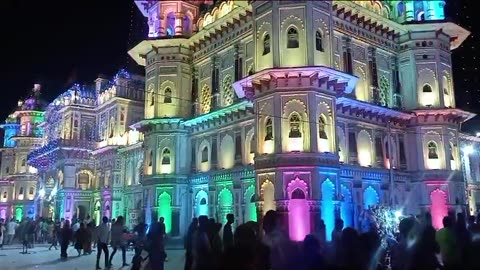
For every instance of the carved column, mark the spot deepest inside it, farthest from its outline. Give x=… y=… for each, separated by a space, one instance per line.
x=282 y=212
x=409 y=10
x=178 y=24
x=163 y=25
x=372 y=64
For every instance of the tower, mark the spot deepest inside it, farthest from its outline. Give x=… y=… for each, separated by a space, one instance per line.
x=168 y=100
x=425 y=75
x=292 y=35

Problem details: Switch every "outline" in the records to "boundary" and write them out again, leaving everything else unchanged. Leave the pictures out of your answer.

Answer to this task:
For every instance of the carved column, mark the spot deepest inside it, farthest from its boundary. Give x=… y=… for each, separated by a space, one instance per line.
x=282 y=212
x=409 y=10
x=178 y=24
x=163 y=25
x=372 y=64
For every instance of the tower, mark the spot deepest inside it, farthest from its boundary. Give x=… y=… for each, separated by a space, one instance per line.
x=168 y=100
x=425 y=75
x=292 y=35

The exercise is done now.